▶ The task
Copy each line of the data below that contains the string "soil". Treat the match as case-sensitive.

◆ ◆ ◆

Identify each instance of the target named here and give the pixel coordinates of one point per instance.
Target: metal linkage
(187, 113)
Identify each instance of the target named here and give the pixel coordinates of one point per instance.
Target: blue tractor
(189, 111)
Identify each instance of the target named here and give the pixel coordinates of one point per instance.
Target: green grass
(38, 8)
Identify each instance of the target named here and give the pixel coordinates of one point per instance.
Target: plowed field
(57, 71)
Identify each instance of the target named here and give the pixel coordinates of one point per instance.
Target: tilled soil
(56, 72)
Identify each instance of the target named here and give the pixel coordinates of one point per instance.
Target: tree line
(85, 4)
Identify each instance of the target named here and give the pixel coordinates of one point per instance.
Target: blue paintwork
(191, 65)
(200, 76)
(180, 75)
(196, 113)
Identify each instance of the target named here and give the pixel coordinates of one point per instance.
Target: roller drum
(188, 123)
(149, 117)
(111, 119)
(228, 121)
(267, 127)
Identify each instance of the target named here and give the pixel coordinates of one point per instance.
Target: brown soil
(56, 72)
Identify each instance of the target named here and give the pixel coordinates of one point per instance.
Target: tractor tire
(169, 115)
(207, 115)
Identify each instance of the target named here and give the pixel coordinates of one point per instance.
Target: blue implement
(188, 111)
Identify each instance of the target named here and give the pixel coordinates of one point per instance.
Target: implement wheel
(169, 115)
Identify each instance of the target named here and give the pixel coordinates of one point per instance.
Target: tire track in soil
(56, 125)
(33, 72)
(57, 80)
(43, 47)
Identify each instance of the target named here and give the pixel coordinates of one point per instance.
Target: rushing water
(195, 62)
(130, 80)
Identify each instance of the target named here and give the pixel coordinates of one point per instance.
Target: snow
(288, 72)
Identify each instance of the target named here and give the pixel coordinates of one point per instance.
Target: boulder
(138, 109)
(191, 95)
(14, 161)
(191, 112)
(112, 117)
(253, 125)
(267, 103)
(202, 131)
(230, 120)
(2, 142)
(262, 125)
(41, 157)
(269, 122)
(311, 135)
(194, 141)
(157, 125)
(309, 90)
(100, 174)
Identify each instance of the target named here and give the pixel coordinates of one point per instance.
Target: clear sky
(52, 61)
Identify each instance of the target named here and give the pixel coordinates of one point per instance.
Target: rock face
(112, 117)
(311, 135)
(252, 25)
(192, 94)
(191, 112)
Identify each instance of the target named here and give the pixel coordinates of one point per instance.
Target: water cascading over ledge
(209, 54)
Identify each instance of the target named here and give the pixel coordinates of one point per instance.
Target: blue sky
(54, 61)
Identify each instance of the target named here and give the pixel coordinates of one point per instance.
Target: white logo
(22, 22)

◆ ◆ ◆

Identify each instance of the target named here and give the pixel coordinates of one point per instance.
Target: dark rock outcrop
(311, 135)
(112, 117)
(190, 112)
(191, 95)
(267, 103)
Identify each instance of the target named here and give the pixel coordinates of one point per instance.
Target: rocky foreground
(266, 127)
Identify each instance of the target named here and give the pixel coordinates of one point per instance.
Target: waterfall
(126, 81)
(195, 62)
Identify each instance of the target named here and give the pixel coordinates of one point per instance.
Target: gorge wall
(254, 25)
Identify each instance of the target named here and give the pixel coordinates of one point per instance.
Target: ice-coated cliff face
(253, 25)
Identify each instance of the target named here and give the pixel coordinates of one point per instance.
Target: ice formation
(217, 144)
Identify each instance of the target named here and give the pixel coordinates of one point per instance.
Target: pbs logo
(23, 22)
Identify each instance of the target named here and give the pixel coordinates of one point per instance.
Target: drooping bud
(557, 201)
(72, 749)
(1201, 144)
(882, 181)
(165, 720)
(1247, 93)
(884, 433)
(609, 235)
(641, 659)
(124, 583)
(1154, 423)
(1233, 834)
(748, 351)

◆ ◆ ◆

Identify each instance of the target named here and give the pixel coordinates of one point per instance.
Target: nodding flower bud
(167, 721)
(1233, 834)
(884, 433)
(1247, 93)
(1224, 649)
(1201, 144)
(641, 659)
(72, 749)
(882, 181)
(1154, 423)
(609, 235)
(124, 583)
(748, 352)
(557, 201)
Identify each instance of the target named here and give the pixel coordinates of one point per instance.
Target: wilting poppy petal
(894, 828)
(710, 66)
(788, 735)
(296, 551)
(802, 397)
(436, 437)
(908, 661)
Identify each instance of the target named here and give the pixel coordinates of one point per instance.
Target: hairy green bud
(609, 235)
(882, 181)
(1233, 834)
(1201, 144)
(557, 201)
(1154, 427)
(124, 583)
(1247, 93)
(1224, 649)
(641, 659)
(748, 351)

◆ ◆ ◆

▶ Answer to the task
Target: tilled soil
Target: brown soil
Target: tire track in soil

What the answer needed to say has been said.